__Data to use__.
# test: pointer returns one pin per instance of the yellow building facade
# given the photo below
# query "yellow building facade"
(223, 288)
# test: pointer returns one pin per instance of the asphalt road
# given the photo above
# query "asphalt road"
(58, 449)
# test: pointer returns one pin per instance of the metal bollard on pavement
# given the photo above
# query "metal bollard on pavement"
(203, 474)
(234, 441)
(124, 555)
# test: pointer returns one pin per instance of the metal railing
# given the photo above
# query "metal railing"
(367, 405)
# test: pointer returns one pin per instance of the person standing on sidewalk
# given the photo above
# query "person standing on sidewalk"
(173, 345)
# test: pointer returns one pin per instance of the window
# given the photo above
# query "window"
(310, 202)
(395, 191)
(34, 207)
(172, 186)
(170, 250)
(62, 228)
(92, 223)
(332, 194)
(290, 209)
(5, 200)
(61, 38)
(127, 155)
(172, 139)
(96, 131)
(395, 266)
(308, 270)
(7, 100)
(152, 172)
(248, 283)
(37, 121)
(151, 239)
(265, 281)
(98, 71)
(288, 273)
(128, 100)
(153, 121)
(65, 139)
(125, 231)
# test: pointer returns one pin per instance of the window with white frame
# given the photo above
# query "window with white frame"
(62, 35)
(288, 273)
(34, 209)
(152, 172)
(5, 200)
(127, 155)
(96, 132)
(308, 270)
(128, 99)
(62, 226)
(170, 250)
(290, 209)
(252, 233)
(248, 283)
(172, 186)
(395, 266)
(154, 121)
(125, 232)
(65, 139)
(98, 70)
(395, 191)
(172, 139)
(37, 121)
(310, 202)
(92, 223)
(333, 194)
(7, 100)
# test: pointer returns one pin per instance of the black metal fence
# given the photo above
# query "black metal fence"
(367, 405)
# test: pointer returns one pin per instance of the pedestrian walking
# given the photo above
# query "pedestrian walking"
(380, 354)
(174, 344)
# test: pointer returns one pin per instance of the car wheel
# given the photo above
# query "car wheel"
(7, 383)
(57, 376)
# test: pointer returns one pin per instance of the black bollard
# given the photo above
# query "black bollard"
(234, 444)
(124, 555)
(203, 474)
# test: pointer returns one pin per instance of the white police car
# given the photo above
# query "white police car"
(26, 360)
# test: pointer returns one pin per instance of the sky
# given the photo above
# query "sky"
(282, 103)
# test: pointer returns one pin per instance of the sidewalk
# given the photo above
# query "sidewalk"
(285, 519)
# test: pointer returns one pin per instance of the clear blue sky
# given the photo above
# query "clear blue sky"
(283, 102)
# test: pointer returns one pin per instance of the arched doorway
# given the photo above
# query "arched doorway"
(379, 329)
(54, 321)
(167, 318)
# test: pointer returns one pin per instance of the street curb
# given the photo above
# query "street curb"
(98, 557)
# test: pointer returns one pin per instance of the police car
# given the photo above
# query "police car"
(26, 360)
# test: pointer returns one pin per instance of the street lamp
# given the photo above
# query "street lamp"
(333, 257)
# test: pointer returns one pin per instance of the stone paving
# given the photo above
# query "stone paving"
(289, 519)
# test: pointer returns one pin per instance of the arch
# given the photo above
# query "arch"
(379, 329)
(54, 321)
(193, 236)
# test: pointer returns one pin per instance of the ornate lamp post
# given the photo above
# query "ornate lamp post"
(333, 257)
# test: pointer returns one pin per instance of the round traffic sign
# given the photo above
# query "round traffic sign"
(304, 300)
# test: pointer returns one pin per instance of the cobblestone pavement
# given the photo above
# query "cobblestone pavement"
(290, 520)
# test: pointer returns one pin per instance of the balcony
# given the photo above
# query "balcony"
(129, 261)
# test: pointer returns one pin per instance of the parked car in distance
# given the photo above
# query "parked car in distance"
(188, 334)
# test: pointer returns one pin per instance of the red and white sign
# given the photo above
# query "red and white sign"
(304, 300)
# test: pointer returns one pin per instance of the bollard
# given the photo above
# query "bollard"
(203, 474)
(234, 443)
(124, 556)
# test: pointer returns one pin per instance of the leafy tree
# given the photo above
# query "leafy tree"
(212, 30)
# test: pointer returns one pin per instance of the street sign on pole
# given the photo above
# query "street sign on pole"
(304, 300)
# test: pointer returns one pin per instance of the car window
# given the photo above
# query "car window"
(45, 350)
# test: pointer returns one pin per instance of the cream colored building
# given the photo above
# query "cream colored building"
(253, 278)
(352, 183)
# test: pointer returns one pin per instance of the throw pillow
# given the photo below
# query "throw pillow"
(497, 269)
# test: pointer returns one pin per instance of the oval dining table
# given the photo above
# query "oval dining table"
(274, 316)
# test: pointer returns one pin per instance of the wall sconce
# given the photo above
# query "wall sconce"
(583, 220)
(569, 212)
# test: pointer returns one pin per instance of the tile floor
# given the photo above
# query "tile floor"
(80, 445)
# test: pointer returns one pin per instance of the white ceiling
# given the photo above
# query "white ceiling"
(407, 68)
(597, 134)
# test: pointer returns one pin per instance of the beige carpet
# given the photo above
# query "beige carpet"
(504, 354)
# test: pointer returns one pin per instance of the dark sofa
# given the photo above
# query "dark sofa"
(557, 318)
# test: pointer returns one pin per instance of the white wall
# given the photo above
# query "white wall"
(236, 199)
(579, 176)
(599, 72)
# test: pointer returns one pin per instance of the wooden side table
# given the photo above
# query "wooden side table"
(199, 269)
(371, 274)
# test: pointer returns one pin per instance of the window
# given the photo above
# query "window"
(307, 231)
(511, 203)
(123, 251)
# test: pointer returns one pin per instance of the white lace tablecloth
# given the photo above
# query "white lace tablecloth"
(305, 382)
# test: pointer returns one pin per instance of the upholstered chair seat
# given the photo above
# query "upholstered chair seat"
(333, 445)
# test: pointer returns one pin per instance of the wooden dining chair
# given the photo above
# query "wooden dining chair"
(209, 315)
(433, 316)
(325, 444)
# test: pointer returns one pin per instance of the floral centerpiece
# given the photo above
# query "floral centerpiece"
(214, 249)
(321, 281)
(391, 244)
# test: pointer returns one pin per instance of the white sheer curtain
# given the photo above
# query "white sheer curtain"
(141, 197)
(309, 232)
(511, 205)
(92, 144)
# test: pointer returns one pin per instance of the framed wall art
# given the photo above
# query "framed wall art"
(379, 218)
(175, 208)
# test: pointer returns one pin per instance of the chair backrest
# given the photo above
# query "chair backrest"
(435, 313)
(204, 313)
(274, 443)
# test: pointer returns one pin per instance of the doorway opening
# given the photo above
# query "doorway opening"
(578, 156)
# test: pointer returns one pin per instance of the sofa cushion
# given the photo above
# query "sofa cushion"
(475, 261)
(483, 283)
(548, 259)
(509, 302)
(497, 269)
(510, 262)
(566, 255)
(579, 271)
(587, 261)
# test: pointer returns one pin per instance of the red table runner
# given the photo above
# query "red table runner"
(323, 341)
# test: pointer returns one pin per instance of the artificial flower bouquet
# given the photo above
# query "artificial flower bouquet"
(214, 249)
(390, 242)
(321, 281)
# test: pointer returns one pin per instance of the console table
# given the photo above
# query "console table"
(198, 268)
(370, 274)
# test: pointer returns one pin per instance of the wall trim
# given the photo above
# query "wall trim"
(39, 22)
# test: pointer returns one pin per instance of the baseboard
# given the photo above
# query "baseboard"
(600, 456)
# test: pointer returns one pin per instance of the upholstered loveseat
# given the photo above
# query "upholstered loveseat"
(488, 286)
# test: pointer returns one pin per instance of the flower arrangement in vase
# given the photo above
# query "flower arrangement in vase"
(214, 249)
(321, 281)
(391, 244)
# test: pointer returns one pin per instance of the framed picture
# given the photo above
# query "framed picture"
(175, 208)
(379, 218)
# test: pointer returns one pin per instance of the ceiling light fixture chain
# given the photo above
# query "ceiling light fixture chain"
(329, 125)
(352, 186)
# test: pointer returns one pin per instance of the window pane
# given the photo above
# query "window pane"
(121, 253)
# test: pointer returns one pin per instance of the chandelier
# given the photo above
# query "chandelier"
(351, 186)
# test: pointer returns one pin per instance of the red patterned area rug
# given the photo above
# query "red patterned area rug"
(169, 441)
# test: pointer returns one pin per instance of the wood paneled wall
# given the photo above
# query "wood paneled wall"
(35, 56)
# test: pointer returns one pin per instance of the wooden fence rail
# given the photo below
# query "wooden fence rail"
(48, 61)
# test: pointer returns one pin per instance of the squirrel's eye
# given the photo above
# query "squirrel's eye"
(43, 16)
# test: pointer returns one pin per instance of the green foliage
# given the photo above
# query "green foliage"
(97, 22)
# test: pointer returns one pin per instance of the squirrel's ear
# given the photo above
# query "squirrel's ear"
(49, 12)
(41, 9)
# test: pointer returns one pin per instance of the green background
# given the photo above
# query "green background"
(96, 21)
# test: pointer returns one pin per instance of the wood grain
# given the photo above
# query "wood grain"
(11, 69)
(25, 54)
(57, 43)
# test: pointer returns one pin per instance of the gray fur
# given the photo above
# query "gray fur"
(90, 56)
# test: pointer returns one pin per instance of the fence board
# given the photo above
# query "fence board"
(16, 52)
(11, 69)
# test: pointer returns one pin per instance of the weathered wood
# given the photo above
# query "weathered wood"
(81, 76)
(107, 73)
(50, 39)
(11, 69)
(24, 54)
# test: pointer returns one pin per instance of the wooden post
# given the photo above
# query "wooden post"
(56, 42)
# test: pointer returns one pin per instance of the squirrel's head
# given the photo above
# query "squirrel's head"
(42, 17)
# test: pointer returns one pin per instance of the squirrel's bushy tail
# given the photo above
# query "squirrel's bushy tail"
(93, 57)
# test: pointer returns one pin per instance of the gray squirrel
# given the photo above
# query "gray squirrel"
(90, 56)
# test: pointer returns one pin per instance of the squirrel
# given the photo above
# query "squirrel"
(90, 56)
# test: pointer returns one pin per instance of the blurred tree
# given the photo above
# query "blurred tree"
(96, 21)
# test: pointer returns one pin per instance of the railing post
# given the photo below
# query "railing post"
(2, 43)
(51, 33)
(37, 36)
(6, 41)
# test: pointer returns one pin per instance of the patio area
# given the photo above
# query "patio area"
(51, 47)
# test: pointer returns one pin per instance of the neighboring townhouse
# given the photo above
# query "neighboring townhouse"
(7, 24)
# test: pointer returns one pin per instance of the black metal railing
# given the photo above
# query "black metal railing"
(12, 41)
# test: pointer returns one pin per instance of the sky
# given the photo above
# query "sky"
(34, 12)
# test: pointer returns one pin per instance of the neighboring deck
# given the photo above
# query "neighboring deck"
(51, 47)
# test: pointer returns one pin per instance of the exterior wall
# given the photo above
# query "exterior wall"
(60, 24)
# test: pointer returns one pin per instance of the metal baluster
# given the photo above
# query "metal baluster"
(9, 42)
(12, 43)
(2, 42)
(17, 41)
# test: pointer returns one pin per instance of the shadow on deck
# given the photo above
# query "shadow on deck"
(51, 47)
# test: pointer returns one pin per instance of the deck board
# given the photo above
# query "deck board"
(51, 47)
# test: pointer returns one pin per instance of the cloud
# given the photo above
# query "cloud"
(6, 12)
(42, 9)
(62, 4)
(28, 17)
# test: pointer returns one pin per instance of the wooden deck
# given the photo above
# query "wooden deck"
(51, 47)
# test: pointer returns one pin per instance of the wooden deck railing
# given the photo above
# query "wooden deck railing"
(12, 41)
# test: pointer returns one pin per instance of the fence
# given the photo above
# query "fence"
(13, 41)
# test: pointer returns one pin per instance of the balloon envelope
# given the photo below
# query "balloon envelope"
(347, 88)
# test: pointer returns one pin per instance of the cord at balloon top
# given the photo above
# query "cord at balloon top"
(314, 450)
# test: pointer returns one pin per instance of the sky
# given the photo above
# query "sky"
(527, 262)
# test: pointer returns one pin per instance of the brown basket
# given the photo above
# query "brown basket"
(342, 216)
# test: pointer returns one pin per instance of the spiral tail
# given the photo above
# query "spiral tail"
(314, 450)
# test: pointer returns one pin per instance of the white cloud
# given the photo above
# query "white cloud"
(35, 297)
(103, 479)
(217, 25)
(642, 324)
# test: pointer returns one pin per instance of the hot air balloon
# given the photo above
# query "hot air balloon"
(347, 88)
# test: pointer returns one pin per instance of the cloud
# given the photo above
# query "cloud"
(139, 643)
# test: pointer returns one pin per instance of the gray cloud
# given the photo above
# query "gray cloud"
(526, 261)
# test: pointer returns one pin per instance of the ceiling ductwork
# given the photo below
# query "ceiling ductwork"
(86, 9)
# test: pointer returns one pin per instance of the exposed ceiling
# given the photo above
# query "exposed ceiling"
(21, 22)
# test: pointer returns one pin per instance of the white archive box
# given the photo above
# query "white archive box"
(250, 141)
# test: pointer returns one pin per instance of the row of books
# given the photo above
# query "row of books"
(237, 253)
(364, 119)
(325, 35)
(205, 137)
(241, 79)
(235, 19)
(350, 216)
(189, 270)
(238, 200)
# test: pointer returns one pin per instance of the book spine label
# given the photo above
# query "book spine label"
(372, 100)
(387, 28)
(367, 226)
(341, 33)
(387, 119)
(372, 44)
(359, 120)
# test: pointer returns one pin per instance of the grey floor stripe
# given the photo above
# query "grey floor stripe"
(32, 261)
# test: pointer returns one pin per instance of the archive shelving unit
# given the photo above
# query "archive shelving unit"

__Work task__. Count the lines above that include the word "unit". Reply with that number alone.

__Problem solution__. 2